## Instruction 1
According to the commute-extraction excerpt, when is the "evening" column True?
## Instruction 2
From the commute-extraction excerpt, quote the passage that begins with the words "As a trick for" and ends with "is after noon)".

#### Extract

As a trick for extracting the start and end times, I assume that commutes are isolated in time, with at least $N$ non-vehicular minutes on either side. Programmatically, this means finding a set of VEHICLE-tagged samples meeting the above cuts, where the $\Delta t$ to the previous/next VEHICLE-tagged sample is at least $N$ minutes. This should yield the start and end timestamps, and if there are more than two such samples for a given time window, we take the first two. Later we'll apply more filters to the commutes to further clean things up.

In [6]:
# Grab records when we're probably in a car, on a weekday
car = df[(df.activity.str.contains('VEHICLE')) &
         (df.timestamp.dt.dayofweek < 5) &
         (df.timestamp > datetime(2016,9,10))].copy()

# Add extra columns for evening (True if the timestamp is after noon)
# and the number of days since an arbitrary epoch date
car['evening'] = car.timestamp.dt.hour > 12
car['day'] = (car.timestamp - datetime(2016, 1, 1, tzinfo=pytz.timezone('America/Chicago'))).dt.days

# Day of week as factor, for convenience
car['dow'] = pd.Categorical.from_codes(car.timestamp.dt.dayofweek,
                                       ('MON', 'TUE', 'WED', 'THU', 'FRI'))

########
#### Supplied information

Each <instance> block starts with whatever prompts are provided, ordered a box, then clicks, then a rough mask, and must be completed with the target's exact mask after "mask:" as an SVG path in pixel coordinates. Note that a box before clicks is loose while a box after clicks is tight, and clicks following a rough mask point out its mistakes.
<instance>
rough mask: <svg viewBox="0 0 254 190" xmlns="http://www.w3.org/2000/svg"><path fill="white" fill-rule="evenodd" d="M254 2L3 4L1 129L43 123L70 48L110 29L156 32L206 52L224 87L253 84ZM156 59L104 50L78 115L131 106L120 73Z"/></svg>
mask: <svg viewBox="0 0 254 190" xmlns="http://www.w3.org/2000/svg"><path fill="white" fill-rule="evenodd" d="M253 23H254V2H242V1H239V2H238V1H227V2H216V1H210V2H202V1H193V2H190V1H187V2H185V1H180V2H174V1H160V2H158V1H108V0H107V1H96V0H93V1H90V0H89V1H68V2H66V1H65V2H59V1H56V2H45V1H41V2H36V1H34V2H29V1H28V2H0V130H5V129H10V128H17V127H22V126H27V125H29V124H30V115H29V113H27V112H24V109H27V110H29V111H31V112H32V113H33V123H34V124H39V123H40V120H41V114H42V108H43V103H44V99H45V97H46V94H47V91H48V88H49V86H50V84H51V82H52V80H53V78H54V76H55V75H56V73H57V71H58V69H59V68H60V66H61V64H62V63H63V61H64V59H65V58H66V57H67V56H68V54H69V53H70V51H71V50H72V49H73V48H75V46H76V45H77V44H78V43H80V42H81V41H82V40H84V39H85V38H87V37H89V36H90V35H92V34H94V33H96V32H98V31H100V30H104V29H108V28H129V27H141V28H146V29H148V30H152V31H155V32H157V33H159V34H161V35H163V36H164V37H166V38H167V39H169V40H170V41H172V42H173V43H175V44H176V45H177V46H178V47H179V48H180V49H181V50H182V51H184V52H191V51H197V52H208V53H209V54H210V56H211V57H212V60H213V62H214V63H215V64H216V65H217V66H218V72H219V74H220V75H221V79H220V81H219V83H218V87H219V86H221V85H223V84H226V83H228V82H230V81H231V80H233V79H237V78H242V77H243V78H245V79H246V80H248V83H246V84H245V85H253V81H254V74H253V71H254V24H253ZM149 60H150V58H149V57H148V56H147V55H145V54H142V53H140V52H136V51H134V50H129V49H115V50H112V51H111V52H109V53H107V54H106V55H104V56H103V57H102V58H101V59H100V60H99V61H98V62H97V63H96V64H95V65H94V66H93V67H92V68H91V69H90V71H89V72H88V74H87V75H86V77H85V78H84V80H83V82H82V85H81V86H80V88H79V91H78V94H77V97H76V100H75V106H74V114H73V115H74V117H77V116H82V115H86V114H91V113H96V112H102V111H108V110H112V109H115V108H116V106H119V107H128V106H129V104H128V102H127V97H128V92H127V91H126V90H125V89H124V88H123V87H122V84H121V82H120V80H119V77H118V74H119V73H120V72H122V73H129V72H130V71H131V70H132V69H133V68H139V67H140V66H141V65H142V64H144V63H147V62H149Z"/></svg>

########

## Response area 1
When the timestamp is after noon.

## Response area 2
As a trick for extracting the start and end times, I assume that commutes are isolated in time, with at least $N$ non-vehicular minutes on either side. Programmatically, this means finding a set of VEHICLE-tagged samples meeting the above cuts, where the $\Delta t$ to the previous/next VEHICLE-tagged sample is at least $N$ minutes. This should yield the start and end timestamps, and if there are more than two such samples for a given time window, we take the first two. Later we'll apply more filters to the commutes to further clean things up.

In [6]:
# Grab records when we're probably in a car, on a weekday
car = df[(df.activity.str.contains('VEHICLE')) &
         (df.timestamp.dt.dayofweek < 5) &
         (df.timestamp > datetime(2016,9,10))].copy()

# Add extra columns for evening (True if the timestamp is after noon)